start DATA RECORDS

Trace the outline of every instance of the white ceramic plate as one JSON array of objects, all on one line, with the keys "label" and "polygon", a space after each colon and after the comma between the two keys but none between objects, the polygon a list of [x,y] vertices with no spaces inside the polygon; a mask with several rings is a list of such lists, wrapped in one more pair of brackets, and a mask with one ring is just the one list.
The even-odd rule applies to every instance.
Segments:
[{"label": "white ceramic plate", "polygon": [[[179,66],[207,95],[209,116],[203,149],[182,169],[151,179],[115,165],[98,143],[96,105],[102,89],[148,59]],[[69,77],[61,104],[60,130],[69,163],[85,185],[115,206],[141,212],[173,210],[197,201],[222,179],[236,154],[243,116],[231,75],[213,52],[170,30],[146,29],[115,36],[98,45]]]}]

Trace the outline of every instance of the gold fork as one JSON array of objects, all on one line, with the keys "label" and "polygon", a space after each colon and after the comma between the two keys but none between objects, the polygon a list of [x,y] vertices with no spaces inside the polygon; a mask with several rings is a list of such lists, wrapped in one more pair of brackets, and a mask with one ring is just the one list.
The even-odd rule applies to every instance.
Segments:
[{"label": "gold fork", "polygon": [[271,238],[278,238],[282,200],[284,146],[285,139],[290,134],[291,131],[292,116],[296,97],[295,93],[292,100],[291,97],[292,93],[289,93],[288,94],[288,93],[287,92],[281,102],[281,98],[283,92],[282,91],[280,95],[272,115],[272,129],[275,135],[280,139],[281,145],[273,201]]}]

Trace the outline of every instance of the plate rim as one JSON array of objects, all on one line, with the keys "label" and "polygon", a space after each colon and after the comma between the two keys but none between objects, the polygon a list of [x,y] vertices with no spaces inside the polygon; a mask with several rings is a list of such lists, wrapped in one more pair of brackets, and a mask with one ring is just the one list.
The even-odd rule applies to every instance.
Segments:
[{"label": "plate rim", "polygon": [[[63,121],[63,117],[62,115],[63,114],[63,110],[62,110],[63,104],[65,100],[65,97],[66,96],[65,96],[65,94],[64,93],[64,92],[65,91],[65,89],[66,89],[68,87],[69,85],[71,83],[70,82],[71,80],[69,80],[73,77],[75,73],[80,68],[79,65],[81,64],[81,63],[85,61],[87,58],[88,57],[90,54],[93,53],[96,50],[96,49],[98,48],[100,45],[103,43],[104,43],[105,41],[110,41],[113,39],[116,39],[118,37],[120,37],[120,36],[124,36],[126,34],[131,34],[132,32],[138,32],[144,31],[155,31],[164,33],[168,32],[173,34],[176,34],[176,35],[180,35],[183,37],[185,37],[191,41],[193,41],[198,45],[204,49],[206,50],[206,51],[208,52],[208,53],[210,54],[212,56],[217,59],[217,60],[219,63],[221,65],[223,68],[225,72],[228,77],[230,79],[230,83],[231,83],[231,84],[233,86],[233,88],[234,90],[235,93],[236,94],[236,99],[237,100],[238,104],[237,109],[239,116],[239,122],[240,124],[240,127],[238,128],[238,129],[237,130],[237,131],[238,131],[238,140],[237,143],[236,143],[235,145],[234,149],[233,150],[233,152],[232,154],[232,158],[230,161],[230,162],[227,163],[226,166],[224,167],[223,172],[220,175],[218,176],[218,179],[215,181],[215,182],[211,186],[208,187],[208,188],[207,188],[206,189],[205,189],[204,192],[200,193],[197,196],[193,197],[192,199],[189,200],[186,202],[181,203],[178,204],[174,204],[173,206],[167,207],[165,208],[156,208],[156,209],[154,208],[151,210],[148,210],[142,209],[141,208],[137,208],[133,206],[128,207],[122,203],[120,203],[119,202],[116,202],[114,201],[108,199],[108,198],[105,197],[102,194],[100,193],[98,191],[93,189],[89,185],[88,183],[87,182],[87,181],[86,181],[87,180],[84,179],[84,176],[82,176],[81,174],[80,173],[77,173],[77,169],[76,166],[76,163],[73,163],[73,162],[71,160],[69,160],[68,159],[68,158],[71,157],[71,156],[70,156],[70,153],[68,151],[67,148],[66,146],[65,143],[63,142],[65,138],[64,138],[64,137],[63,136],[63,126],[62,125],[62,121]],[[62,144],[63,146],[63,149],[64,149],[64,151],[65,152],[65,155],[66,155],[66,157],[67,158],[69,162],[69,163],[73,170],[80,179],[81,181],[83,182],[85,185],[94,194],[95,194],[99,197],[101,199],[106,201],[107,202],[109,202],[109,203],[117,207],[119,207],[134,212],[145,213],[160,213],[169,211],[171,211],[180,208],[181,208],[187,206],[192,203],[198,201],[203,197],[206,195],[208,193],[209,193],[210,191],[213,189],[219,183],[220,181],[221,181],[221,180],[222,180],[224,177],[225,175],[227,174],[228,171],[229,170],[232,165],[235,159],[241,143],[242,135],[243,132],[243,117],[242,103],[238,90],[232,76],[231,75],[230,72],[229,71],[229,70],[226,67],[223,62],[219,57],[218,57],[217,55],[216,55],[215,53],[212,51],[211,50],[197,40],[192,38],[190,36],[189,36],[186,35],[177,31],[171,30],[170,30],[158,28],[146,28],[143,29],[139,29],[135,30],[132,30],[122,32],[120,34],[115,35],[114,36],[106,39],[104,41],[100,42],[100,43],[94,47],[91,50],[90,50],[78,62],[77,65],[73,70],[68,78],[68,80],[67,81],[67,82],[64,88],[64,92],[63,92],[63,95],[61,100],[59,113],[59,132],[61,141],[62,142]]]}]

end DATA RECORDS

Retype every entry word for word.

RESULT
Trace the outline of every instance of the white ceramic plate as one JSON array of objects, all on one line, with the keys "label" and "polygon", a space after each colon and after the comma between the two keys but none between objects, the polygon a list of [x,y] vertices with no spaces inside the polygon; a mask with several rings is a list of such lists, wrapped in one more pair of brackets, and a mask with one ring is just the one list.
The even-odd rule applies to every instance.
Segments:
[{"label": "white ceramic plate", "polygon": [[[179,66],[207,95],[209,116],[203,149],[182,169],[151,179],[115,165],[98,143],[96,105],[102,89],[148,59]],[[69,77],[61,104],[60,130],[69,163],[85,185],[115,206],[141,212],[173,210],[197,201],[222,179],[236,154],[243,116],[231,75],[213,52],[170,30],[146,29],[115,36],[98,45]]]}]

Trace the outline of every instance of the gold fork as one JSON array of objects, all on one line, with the keys "label" and "polygon", a space after each colon and after the comma between the two keys but none between objects, the polygon a list of [x,y] vertices with no spaces inside the polygon; a mask with several rings is a list of such lists, wrapped in one more pair of brackets, and a mask with one ring is just the one list.
The even-odd rule applies to every instance.
Segments:
[{"label": "gold fork", "polygon": [[271,238],[278,238],[282,200],[284,146],[285,139],[290,134],[291,131],[292,116],[296,97],[295,93],[292,100],[291,97],[292,93],[289,93],[288,94],[288,93],[287,92],[281,102],[281,98],[283,92],[282,91],[280,95],[272,115],[272,129],[275,135],[280,139],[281,145],[273,201]]}]

Trace the outline of every instance of the plate rim as one JSON array of objects, all on one line, with the keys "label" and "polygon", a space after each colon and after the comma between the two keys but none between objects, the polygon a list of [x,y] vertices with no spaces inside the polygon; a mask with several rings is a list of such lists, wrapped in one more pair of brackets, and a mask with one ring is just the one list.
The even-odd rule applies to every instance.
Segments:
[{"label": "plate rim", "polygon": [[[63,121],[63,117],[62,115],[63,114],[63,110],[62,110],[63,104],[65,100],[65,97],[66,96],[65,96],[65,94],[64,93],[64,92],[65,91],[65,89],[66,89],[68,87],[69,85],[71,83],[70,82],[71,80],[69,80],[73,77],[75,73],[80,68],[79,65],[81,64],[81,63],[85,61],[87,58],[88,57],[90,54],[93,53],[96,50],[96,49],[98,48],[100,45],[103,43],[104,43],[105,41],[110,41],[113,39],[116,39],[118,37],[120,37],[120,36],[124,36],[126,34],[131,34],[132,32],[138,32],[144,31],[155,31],[164,33],[168,32],[173,34],[176,34],[176,35],[180,35],[183,37],[185,37],[191,41],[193,41],[198,45],[204,49],[206,50],[206,51],[208,52],[208,53],[210,54],[212,56],[217,59],[217,60],[219,63],[221,65],[223,68],[225,72],[228,77],[230,79],[230,83],[231,83],[231,84],[233,86],[233,88],[234,90],[235,93],[236,94],[236,99],[237,100],[238,104],[237,109],[239,116],[239,122],[240,124],[240,127],[238,128],[238,129],[237,130],[237,131],[238,131],[238,140],[237,143],[236,143],[235,145],[234,149],[233,150],[233,152],[232,154],[232,158],[230,161],[230,162],[227,163],[226,166],[224,167],[223,172],[220,175],[218,176],[218,179],[215,181],[215,182],[211,186],[208,187],[208,188],[207,188],[206,189],[205,189],[204,192],[200,193],[197,196],[193,197],[192,199],[189,200],[186,202],[181,203],[178,204],[174,204],[173,206],[167,207],[165,208],[156,208],[156,209],[154,208],[151,210],[148,210],[142,209],[141,208],[137,208],[133,206],[128,207],[122,203],[120,203],[119,202],[116,202],[114,201],[108,199],[108,198],[105,197],[102,194],[100,193],[98,191],[93,189],[89,185],[88,183],[87,182],[87,181],[86,181],[87,180],[84,179],[84,176],[82,176],[81,174],[80,173],[77,173],[77,169],[76,166],[76,163],[73,163],[73,162],[71,160],[69,160],[68,159],[68,158],[71,157],[71,156],[70,156],[70,153],[68,151],[67,148],[66,146],[65,143],[63,142],[65,138],[64,138],[64,137],[63,136],[63,126],[62,125],[62,121]],[[62,144],[63,146],[63,149],[64,149],[64,151],[65,152],[65,155],[66,155],[66,157],[67,158],[69,162],[69,163],[73,170],[80,179],[81,181],[83,182],[85,185],[94,194],[95,194],[99,197],[101,199],[106,201],[107,202],[109,202],[109,203],[117,207],[119,207],[134,212],[145,213],[160,213],[169,211],[171,211],[180,208],[181,208],[187,206],[192,203],[198,201],[203,197],[206,195],[208,193],[209,193],[210,191],[213,189],[219,183],[220,181],[221,181],[221,180],[222,180],[224,177],[225,175],[227,174],[228,171],[229,170],[232,165],[235,159],[241,143],[242,135],[243,132],[243,117],[242,103],[238,90],[232,76],[231,75],[230,72],[229,71],[229,70],[226,67],[223,62],[219,57],[218,57],[217,55],[216,55],[215,53],[212,51],[211,50],[197,40],[192,38],[190,36],[189,36],[186,35],[177,31],[171,30],[170,30],[158,28],[146,28],[143,29],[139,29],[135,30],[132,30],[122,32],[120,34],[115,35],[114,36],[106,39],[104,41],[100,42],[100,43],[94,47],[91,50],[90,50],[78,62],[77,65],[73,70],[68,78],[68,80],[67,81],[67,82],[64,88],[64,92],[63,92],[63,95],[61,100],[59,113],[59,132],[61,141],[62,142]]]}]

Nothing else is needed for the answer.